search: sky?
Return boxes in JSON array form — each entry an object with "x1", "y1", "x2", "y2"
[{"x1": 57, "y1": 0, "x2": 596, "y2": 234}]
--
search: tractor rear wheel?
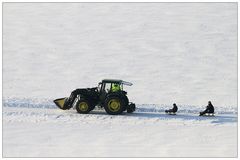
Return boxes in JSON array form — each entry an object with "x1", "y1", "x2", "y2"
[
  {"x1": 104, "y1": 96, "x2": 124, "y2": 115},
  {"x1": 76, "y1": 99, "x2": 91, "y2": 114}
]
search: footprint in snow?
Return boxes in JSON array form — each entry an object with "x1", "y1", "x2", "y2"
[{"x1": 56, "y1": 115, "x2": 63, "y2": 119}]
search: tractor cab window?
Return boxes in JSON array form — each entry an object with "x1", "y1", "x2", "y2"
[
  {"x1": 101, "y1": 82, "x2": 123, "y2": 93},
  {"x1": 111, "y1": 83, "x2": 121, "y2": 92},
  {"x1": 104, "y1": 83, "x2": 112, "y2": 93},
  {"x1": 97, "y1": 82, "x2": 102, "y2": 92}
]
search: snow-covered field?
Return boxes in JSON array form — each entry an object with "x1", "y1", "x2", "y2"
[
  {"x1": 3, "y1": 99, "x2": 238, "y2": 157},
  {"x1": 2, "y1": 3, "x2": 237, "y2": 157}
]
--
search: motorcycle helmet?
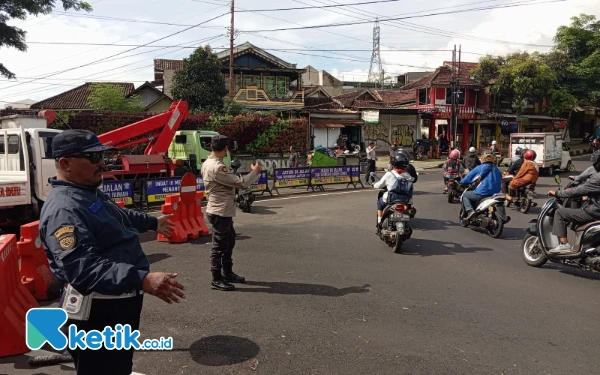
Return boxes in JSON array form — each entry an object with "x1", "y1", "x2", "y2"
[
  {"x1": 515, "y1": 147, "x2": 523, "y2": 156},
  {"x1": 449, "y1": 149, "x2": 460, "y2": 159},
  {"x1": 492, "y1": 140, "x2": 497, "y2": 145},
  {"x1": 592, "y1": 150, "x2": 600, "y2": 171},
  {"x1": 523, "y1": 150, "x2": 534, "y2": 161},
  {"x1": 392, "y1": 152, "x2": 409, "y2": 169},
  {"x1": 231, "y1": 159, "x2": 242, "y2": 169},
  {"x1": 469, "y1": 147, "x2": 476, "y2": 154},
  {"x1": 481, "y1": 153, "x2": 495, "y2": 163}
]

# [EXERCISE DETAILS]
Reproduce the listing above only between the lines holding "search: tractor rear wheel?" and "search: footprint in snow?", inclusive. Every line must match exactly, and pictures are dropped.

# [WRITTEN ANSWER]
search: tractor rear wheel?
Return boxes in JSON array form — each entry an object with "x1", "y1", "x2", "y2"
[
  {"x1": 104, "y1": 96, "x2": 124, "y2": 115},
  {"x1": 76, "y1": 99, "x2": 91, "y2": 114}
]
search: footprint in snow?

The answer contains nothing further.